Records contained in a dataset:

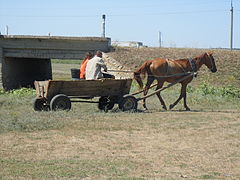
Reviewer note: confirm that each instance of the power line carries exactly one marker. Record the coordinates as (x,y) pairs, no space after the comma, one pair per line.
(113,15)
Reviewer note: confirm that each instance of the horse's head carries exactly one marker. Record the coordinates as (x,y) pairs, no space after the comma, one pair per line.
(209,61)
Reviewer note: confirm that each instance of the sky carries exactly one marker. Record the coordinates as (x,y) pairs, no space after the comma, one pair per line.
(182,23)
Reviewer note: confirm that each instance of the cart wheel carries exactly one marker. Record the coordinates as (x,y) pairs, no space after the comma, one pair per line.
(39,104)
(128,103)
(105,103)
(60,102)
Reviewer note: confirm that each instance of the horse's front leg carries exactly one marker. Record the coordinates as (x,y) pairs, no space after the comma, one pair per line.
(160,84)
(183,94)
(149,82)
(185,100)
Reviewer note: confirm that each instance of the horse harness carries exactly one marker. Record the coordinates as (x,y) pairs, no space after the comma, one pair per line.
(193,66)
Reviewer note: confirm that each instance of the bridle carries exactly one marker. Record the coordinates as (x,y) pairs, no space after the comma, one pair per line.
(209,56)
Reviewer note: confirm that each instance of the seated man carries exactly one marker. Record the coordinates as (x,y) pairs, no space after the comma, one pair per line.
(94,65)
(83,66)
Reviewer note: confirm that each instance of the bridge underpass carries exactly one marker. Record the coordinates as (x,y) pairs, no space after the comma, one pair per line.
(25,59)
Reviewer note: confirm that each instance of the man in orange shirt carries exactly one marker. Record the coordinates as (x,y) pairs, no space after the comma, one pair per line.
(87,57)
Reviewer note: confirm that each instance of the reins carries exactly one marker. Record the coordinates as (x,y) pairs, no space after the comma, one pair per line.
(172,75)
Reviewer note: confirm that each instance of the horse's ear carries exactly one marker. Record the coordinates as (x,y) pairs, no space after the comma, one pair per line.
(210,52)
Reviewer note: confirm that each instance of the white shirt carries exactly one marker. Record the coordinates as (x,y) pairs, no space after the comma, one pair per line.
(93,69)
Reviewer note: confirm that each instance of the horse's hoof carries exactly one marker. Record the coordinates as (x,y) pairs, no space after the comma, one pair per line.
(171,106)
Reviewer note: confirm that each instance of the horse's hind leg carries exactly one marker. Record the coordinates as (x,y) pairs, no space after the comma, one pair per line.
(182,95)
(149,82)
(160,84)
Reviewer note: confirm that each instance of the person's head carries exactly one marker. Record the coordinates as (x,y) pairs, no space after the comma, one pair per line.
(88,55)
(99,54)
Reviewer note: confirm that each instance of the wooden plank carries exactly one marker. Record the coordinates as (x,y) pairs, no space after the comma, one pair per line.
(105,87)
(44,54)
(55,43)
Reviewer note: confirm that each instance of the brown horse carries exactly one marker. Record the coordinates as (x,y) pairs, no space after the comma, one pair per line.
(171,71)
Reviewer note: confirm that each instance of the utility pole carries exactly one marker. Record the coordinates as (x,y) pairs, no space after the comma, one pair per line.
(231,35)
(160,39)
(7,30)
(103,25)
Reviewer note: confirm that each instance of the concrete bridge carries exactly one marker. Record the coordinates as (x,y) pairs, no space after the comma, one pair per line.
(25,59)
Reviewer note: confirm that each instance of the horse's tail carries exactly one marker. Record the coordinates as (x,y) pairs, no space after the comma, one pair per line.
(141,70)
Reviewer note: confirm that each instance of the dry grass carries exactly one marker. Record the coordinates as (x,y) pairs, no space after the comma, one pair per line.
(85,143)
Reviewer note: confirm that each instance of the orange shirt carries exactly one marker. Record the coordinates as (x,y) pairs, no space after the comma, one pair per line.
(83,68)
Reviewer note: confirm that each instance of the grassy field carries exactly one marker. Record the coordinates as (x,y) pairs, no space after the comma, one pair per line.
(86,143)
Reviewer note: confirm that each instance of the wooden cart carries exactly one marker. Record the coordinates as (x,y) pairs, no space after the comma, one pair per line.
(59,94)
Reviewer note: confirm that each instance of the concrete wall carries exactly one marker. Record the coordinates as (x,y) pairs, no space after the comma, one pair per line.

== Requirement ==
Each entry should appear again exactly as written, pictures excluded.

== Problem solution ==
Reviewer note: confirm that each instance of the power line carries exactly one marker. Record the coordinates as (x,y) pairs, no space after the comma, one pair per line.
(113,15)
Reviewer note: confirm that each instance of the horse's head carries exactly one marker. Record the coordinates as (x,y) pairs, no space after the comma, one pair per line.
(209,61)
Reviewer note: confirm that each instance of the sky carries exactly one marker. Record the coordinates as (x,y) pairs, no space after the comma, one pair per line.
(182,23)
Reviewer note: confirm that each instance of the cart wheel carries exactly one marker. Record the coordinates as (x,y) pairs, no space after the comma, one pair per line.
(39,104)
(128,103)
(105,103)
(60,102)
Reviewer note: confirm that each instance of the horse's front leg carries exactly one marker. Record the coordinates as (x,y) pairs, no space after the comma, one pair per line.
(160,84)
(183,94)
(149,82)
(185,100)
Reviewer note: confirm that each instance of the horse harness carries exactly one marker. Record the coordinates as (x,y) pairs, no space after the comma, one pair per line.
(193,66)
Reviewer note: confirm that each instance of the bridle carries exactly one marker. Record the coordinates as (x,y) pairs, no space after the comma, one pair per line.
(209,56)
Reviewer note: confirm that each instance of the seated man carries exactly one marker. Record the coordinates as (x,y) pairs, no space after the comma, one pair per line.
(94,65)
(83,66)
Reviewer note: confirm that each instance of the bridge underpass carries exactly one marker. Record the coordinates as (x,y) pairs, no space after the comma, one pair per line.
(25,59)
Reviewer note: confirm that each instance of the man in orange shirt carries exactly one marker. Record the coordinates as (x,y) pairs, no space after the comma, one pair per line.
(87,57)
Reviewer note: confirm that each instance of the reins carries exactly one marker. Record the coordinates as (x,y) pairs, no space after the comma, one pair per line.
(172,75)
Reviewer note: confirm that each instance of the horse's ear carries exactly one marker. Record the coordinates as (x,y) pairs, no space after the comma, one pair per line.
(210,52)
Reviewer note: confirm that each instance of the white shirt carries exactly one marker. Record the coordinates as (x,y) pairs, no space after the comma, one pair per line.
(93,69)
Reviewer note: confirm that each instance of the horse's hoof carries exactly one marker. Record the coordinates as (x,y) pairs, no space after the comma, one pair per line.
(171,106)
Reviewer note: confirm that each instance of the horse's hind leg carries exactly one marker. Record the coordinates as (x,y) pairs, no space after the comma, one pair per line.
(182,95)
(149,82)
(160,84)
Reviewer note: confirm that each instance of the person's head carries exactly one marker. Record the coordinates as (x,y) pairs, no space after the comma, one pair per line.
(88,55)
(99,54)
Reviewer note: confirm that each instance of the wooden plank carries exactly one marker. Record the coordinates as (x,y) pairs, no space after the comma, one pair per line.
(105,87)
(44,54)
(55,43)
Reviewer note: confirm that each instance of the brown horse carries exactly one marker. Record the coordinates as (x,y) pairs, no space after the comma, one pair per line.
(171,71)
Reviewer note: confirm that each instance of the utility pole carries exactly one marker. Record the coordinates as (x,y) pairs, no space after the comma, one pair per line.
(231,35)
(160,39)
(7,30)
(103,25)
Reviewer note: confirm that each instance of the concrete bridge carries exactly one marker. Record the coordinates as (x,y) pairs, no space after the comma, one pair per line.
(25,59)
Reviewer note: confirm that each instance of the horse's tail carries exactly one marker. Record the coordinates as (x,y) pairs, no space after the comma, one pair per line.
(141,70)
Reviewer note: confirm that each instance of the dry grass carries exactly one marker. Record the coordinates as (x,y) pairs, no space after the comma, one pair per line.
(85,143)
Reviewer note: confirm that each instance of the orange shirt carries exactly one marker. Record the coordinates as (x,y) pairs, no space after the comma, one pair per line.
(83,68)
Reviewer note: confirm that each instance of the grassy field carries exactly one marker. Record the coordinates as (x,y) pairs, no space after the comma, one pair per line.
(86,143)
Reviewer note: confirm that each instance of the wooden cart carries exactly one marker. Record the coordinates as (x,y) pairs, no space after the comma, one pair per line.
(59,94)
Reviewer note: confirm that each instance of the concrete wall carries exactly one marker. Record the coordinates as (x,y) pairs, no space after the comma, one pair per line.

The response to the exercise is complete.